— Start —

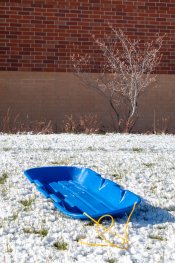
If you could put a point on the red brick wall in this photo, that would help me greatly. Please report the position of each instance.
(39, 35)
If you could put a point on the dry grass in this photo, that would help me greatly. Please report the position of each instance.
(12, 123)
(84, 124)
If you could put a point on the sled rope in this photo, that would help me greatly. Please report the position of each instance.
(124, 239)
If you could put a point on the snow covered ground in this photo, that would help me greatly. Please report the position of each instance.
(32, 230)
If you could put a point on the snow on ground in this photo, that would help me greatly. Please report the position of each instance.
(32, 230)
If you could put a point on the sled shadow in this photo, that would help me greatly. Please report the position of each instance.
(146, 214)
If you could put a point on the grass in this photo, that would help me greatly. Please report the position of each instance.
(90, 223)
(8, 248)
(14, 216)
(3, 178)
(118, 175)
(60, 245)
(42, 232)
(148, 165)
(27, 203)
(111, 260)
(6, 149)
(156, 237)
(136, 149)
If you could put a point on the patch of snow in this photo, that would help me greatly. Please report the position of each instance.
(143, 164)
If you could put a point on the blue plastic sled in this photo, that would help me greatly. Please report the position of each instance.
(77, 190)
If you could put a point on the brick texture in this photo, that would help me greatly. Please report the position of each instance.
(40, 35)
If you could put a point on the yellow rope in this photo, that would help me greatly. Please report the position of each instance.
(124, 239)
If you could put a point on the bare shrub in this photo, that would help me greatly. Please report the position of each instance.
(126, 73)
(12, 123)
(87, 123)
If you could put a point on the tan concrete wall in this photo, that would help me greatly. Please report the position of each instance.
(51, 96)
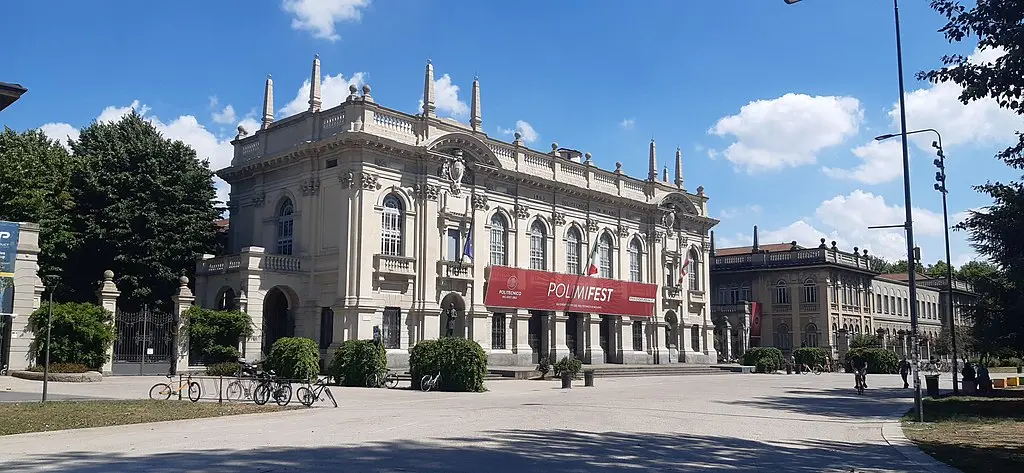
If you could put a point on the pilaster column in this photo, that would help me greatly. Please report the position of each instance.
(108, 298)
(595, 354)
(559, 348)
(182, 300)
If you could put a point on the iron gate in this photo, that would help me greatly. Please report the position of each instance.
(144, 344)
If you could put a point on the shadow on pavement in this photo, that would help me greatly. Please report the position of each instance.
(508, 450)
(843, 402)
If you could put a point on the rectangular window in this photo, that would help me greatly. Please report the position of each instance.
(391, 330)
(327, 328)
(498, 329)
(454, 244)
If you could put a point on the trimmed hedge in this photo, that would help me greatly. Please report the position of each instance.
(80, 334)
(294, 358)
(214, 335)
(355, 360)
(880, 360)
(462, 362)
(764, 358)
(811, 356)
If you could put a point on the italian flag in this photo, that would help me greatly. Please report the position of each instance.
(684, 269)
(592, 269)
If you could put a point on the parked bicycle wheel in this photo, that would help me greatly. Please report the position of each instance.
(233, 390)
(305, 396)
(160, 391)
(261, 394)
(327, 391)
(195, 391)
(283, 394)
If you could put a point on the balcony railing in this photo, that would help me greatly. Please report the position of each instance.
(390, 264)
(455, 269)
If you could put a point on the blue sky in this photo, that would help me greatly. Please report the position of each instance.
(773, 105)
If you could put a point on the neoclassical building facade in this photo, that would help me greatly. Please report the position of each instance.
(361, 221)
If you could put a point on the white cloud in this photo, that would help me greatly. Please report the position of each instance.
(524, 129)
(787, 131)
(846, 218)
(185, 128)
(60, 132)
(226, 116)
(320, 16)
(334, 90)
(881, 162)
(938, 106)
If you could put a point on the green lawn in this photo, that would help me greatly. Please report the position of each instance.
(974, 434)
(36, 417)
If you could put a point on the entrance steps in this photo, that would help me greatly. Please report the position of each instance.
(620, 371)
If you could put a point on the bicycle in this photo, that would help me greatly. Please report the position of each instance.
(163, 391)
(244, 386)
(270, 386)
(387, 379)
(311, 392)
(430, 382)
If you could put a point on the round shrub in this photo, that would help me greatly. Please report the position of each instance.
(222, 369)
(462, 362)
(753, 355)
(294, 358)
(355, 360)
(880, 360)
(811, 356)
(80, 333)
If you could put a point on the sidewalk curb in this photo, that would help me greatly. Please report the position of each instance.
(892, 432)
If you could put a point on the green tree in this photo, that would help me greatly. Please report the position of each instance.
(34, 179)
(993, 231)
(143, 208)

— End —

● Exercise aim
Repeat the material above in full and unchanged, minus its images.

● Answer to this exercise
If you could put a point on the red brick wall in this photo, that would help me greatly. Please report the position of each instance.
(39, 35)
If you could put a point on the dry grass in this photo, that would help me greatly. Please report the position of each instance.
(12, 123)
(84, 124)
If you could put a point on the sled rope in this photo, that would help me greatly. Please report the position of each instance.
(124, 239)
If you could put a point on the snow covered ground in this photo, that would help me greatly. Please report the position of each instance.
(32, 230)
If you could put a point on the snow on ground in this photo, that would help me greatly. Please report the position of each instance.
(32, 230)
If you could put a point on the sled shadow in this photo, that would help me greatly. Please report the position of each instance.
(146, 214)
If you could put a point on the grass in this photo, that would help me greatly. Please report the position of each instance.
(90, 223)
(8, 248)
(14, 216)
(3, 178)
(118, 175)
(60, 245)
(42, 232)
(148, 165)
(27, 203)
(111, 260)
(6, 149)
(156, 237)
(136, 149)
If you could put a point on the patch of snow in this photo, that would help me greatly. Please report the position of each instance.
(143, 164)
If you could put a point on the blue plastic sled in this photo, that would help me greatly. Please report the position of each instance.
(77, 190)
If you could put a point on the brick texture in this photo, that would help me greatly. Please report the position of each instance.
(40, 35)
If you could put a point on the yellow rope in this photo, that would help me greatly. Please report the position of each instance.
(124, 239)
If you could put a point on the bare shrub in this photo, that would help me greatly. Please report the position of each instance.
(126, 73)
(12, 123)
(87, 123)
If you could put a point on the tan concrete wall in this photo, that would help me greatly. Please report the position of each instance.
(51, 96)
If you could put a point on the pilaster column in this photo, that would help me greatly. Please report the position of each instance.
(108, 298)
(595, 354)
(559, 348)
(182, 300)
If you could put a point on the iron gate in this photo, that would help me greatly. Please report the position of each instance.
(144, 344)
If you could put a point on the shadow on pavement in this photo, that would help me greatly. Please report the position of each instance.
(508, 450)
(843, 402)
If you could put a point on the rectangular window in this photo, that would help me greatly. Please report the position of each instance.
(391, 330)
(327, 328)
(498, 329)
(454, 244)
If you could put a point on the trimmed hedge in this photo, that would help me greatly. Please report the position of each instance.
(80, 334)
(294, 358)
(214, 335)
(355, 360)
(880, 360)
(462, 362)
(764, 358)
(811, 356)
If you could put a point on the italian flag in this photo, that would help me greatly. Please report the position of each instance.
(684, 269)
(592, 269)
If you could put a point on the parked bicycle wheel in this photo, that would help me greatly. Please report the position of each instance.
(233, 390)
(305, 396)
(160, 391)
(261, 394)
(327, 391)
(195, 391)
(283, 394)
If you could put a point on the balcony railing in this photo, that would help me greatly. Please report the position of each instance.
(390, 264)
(455, 269)
If you could put a point on the blue sky in this photo, that would help me greatly. Please report the position of each instance.
(773, 105)
If you could put a point on the neoclassical building facade in this photo, that would help me greatly. Please report the position of each instance.
(361, 221)
If you could put a point on the white cloud in this photo, that would help me greatly. Please report the position of each instance.
(524, 129)
(787, 131)
(846, 218)
(185, 128)
(60, 132)
(226, 116)
(320, 16)
(334, 90)
(881, 162)
(938, 106)
If you could put a point on the green lawn in this photo, that would help me greatly. Please report the position of each instance.
(974, 434)
(36, 417)
If you could put a point on the entrance steps in this photo, that would help me greatly. Please report the position of each instance.
(620, 371)
If you could put a point on the bicycle in this photo, that would help me greatly. Please report the position of each instance.
(163, 391)
(244, 386)
(270, 386)
(387, 379)
(311, 392)
(430, 382)
If you could put a point on the round shrub in this photo, that would help me greatly. Please report the position of each instance.
(222, 369)
(462, 362)
(753, 355)
(294, 358)
(355, 360)
(880, 360)
(811, 356)
(80, 333)
If you could put a point on the sidewalk curb in this photo, that would help me greatly. Please report the position of each instance.
(892, 432)
If you could put a point on the green tree in this photo, that would help me greatly. Please report the position of each instance.
(34, 179)
(993, 231)
(143, 208)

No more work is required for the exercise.